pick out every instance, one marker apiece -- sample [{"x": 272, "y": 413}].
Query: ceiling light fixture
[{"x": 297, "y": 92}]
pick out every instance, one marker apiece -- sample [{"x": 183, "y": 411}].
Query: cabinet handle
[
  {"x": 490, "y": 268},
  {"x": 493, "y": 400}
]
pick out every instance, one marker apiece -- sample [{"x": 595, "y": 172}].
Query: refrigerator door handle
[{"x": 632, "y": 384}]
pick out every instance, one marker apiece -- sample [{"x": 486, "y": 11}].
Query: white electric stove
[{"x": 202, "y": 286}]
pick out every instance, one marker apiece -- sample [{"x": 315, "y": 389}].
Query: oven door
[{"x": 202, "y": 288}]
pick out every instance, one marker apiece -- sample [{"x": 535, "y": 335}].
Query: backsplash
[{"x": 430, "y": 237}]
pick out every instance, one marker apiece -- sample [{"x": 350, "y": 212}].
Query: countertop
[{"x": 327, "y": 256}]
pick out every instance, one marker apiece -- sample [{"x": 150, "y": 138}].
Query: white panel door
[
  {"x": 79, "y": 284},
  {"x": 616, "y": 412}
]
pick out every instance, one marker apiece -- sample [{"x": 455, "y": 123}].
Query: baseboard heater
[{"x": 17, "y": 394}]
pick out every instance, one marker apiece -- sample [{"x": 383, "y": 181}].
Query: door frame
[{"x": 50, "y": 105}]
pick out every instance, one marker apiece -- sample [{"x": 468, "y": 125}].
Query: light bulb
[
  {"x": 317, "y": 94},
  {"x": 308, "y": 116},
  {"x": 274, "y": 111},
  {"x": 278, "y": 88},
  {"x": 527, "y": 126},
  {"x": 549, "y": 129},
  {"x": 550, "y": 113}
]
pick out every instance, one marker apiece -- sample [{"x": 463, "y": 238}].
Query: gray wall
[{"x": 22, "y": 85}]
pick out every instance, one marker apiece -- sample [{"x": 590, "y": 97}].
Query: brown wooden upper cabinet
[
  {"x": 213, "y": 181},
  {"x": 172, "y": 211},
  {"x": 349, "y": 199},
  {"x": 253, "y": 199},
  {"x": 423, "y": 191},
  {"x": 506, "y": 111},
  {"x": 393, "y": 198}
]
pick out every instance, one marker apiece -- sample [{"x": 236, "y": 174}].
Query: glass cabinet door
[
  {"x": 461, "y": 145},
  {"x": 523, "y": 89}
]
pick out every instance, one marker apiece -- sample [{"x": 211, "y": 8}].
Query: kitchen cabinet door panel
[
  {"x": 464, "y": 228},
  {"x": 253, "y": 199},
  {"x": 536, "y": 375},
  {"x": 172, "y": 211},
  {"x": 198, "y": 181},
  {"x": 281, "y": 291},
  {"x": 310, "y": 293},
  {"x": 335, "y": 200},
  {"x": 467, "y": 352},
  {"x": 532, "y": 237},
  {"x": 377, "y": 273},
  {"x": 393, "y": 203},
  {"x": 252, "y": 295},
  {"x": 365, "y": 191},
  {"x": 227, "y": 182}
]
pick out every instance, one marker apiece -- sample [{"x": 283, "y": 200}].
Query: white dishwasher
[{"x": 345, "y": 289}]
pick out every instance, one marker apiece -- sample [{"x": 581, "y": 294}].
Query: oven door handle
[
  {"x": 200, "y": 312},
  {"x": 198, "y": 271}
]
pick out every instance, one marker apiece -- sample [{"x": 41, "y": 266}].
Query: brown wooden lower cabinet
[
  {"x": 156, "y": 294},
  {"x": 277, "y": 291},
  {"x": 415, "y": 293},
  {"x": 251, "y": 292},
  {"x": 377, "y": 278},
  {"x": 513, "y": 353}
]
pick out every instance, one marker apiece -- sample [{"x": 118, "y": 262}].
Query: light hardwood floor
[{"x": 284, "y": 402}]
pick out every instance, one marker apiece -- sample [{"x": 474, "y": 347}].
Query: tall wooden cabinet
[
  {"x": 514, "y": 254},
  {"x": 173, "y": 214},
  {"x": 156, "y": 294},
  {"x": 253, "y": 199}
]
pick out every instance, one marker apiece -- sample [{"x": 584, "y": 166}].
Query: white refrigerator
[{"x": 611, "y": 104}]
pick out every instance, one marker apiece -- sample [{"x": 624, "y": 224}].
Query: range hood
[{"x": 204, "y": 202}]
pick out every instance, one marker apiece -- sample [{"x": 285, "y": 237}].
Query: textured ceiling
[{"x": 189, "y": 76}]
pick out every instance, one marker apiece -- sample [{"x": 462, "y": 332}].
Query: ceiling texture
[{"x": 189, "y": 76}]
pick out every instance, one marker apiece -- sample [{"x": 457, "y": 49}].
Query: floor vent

WORK TO BE COMPLETED =
The entries above must be transcribed word for word.

EXPECTED ANSWER =
pick out every instance, one marker apiece -- sample [{"x": 272, "y": 413}].
Query: ceiling light fixture
[{"x": 297, "y": 92}]
pick out every instance, one marker apiece -- sample [{"x": 183, "y": 411}].
Query: cabinet handle
[
  {"x": 490, "y": 268},
  {"x": 493, "y": 400}
]
pick out every instance, one marker apiece -- sample [{"x": 595, "y": 172}].
Query: refrigerator door handle
[{"x": 632, "y": 384}]
pick out every instance, one marker apiece -- sample [{"x": 486, "y": 11}].
Query: white electric stove
[{"x": 202, "y": 286}]
pick out every instance, one marker apiece -- sample [{"x": 315, "y": 389}].
Query: oven door
[{"x": 202, "y": 288}]
pick out every instance, one marker apiece -- sample [{"x": 535, "y": 335}].
Query: backsplash
[{"x": 430, "y": 237}]
pick out every instance, one marker apiece -- sample [{"x": 350, "y": 212}].
Query: countertop
[{"x": 327, "y": 256}]
pick out every instance, one marker apiece -- sample [{"x": 150, "y": 138}].
Query: white panel door
[
  {"x": 79, "y": 284},
  {"x": 616, "y": 412}
]
pick out every instance, one marker apiece -- sample [{"x": 455, "y": 123}].
Query: baseboard heater
[{"x": 17, "y": 394}]
pick out every instance, one marker apiece -- sample [{"x": 383, "y": 181}].
Query: door frame
[{"x": 50, "y": 105}]
pick out every instance, one marker apiece -- sample [{"x": 468, "y": 125}].
Query: light bulb
[
  {"x": 317, "y": 94},
  {"x": 308, "y": 116},
  {"x": 274, "y": 111},
  {"x": 278, "y": 88},
  {"x": 527, "y": 126},
  {"x": 549, "y": 129},
  {"x": 550, "y": 113}
]
pick out every instance, one marker apiece -- sample [{"x": 463, "y": 238}].
Query: gray wall
[{"x": 22, "y": 85}]
pick out every instance, one marker apiece -- sample [{"x": 590, "y": 97}].
Query: brown wooden upper cabinet
[
  {"x": 213, "y": 181},
  {"x": 172, "y": 211},
  {"x": 349, "y": 199},
  {"x": 253, "y": 199},
  {"x": 423, "y": 191},
  {"x": 506, "y": 111},
  {"x": 393, "y": 198}
]
pick out every instance, one marker apiece -- sample [{"x": 236, "y": 174}].
Query: glass cabinet door
[
  {"x": 461, "y": 145},
  {"x": 523, "y": 89}
]
pick out every instance, one marker apiece -- sample [{"x": 211, "y": 8}].
Query: kitchen cabinet door panel
[
  {"x": 464, "y": 228},
  {"x": 253, "y": 199},
  {"x": 536, "y": 375},
  {"x": 172, "y": 211},
  {"x": 198, "y": 181},
  {"x": 281, "y": 291},
  {"x": 310, "y": 293},
  {"x": 335, "y": 200},
  {"x": 467, "y": 352},
  {"x": 532, "y": 237},
  {"x": 377, "y": 273},
  {"x": 393, "y": 203},
  {"x": 252, "y": 295},
  {"x": 365, "y": 191},
  {"x": 227, "y": 182}
]
pick out every instance, one marker apiece -- sample [{"x": 283, "y": 200}].
Query: white dishwasher
[{"x": 345, "y": 289}]
pick out every instance, one marker apiece -- sample [{"x": 581, "y": 294}].
Query: oven door handle
[
  {"x": 200, "y": 312},
  {"x": 198, "y": 271}
]
pick out every instance, one marker apiece -- sample [{"x": 41, "y": 266}].
Query: brown wooden lower cabinet
[
  {"x": 156, "y": 294},
  {"x": 277, "y": 291},
  {"x": 415, "y": 293},
  {"x": 251, "y": 292},
  {"x": 377, "y": 278},
  {"x": 513, "y": 353}
]
pick out every instance, one marker apiece -- sample [{"x": 118, "y": 262}].
Query: light hardwood floor
[{"x": 284, "y": 402}]
pick out every instance, one marker apiece -- sample [{"x": 474, "y": 347}].
Query: tall wooden cabinet
[
  {"x": 514, "y": 254},
  {"x": 173, "y": 214},
  {"x": 156, "y": 294},
  {"x": 253, "y": 199}
]
pick out every instance, one marker apiece -- sample [{"x": 584, "y": 166}].
Query: white refrigerator
[{"x": 611, "y": 104}]
pick out every instance, one marker apiece -- sample [{"x": 624, "y": 224}].
Query: range hood
[{"x": 204, "y": 202}]
pick out every instance, one marker apiece -- sample [{"x": 285, "y": 237}].
Query: textured ceiling
[{"x": 189, "y": 76}]
pick out every instance, one marker apiece -- sample [{"x": 462, "y": 332}].
Query: ceiling texture
[{"x": 189, "y": 76}]
pick out every instance, one marker apiece -- sample [{"x": 457, "y": 49}].
Query: floor vent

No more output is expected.